Enregistrements fournis |
★ ★ ★
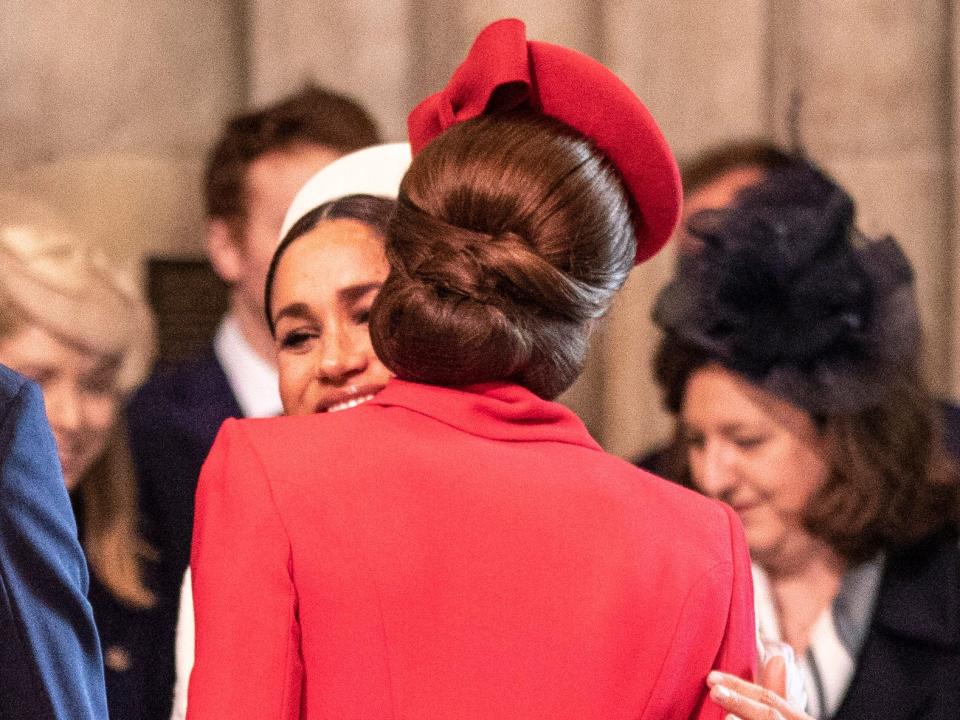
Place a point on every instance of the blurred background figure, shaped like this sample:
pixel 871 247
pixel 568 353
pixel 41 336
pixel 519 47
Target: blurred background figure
★ ★ ★
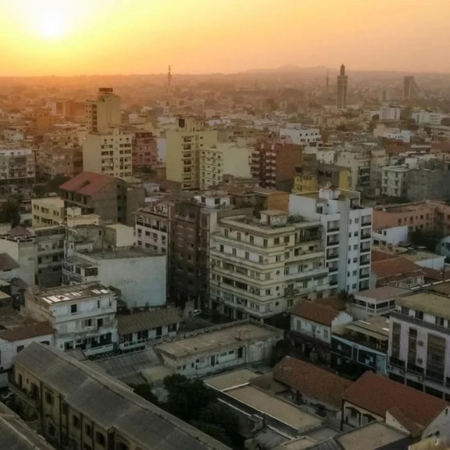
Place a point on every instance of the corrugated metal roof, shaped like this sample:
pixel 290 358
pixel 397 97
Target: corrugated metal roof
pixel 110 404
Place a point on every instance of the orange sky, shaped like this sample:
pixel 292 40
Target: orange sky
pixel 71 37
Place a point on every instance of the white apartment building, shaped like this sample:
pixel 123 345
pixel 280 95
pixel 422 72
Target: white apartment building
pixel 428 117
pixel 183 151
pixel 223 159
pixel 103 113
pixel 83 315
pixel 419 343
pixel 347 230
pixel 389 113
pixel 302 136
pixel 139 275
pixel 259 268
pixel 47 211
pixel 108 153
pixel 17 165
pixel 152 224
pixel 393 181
★ ★ ★
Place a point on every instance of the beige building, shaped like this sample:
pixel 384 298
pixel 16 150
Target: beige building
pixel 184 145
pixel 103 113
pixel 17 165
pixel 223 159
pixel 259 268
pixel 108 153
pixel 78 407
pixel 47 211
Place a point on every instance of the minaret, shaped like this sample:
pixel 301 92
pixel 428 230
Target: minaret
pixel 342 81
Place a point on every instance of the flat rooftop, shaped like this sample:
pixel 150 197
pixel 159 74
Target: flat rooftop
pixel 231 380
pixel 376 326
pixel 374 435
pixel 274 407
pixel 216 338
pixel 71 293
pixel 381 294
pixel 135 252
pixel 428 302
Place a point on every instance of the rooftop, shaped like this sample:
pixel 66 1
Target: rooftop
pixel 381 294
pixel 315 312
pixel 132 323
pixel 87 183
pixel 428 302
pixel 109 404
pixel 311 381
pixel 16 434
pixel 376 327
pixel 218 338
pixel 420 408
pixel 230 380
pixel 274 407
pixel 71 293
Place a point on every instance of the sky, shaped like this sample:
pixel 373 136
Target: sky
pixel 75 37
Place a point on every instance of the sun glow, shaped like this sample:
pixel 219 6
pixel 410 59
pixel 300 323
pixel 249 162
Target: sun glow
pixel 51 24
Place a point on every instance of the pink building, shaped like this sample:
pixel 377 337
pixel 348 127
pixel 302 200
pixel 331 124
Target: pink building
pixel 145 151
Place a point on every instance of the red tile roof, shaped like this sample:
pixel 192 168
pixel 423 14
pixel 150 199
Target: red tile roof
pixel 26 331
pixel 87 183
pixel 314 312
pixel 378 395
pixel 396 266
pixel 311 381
★ ★ ★
À faire | Mettez à jour les lignes comprises entre celle qui contient « Place a point on every instance of the blurred » et celle qui contient « Target: blurred background figure », incluses, en remplaçant « pixel » par « px » sans rien modifier d'autre.

Solution détaillée |
Place a point on every instance of the blurred background figure, shaped like this sample:
px 871 247
px 568 353
px 41 336
px 519 47
Target: blurred background figure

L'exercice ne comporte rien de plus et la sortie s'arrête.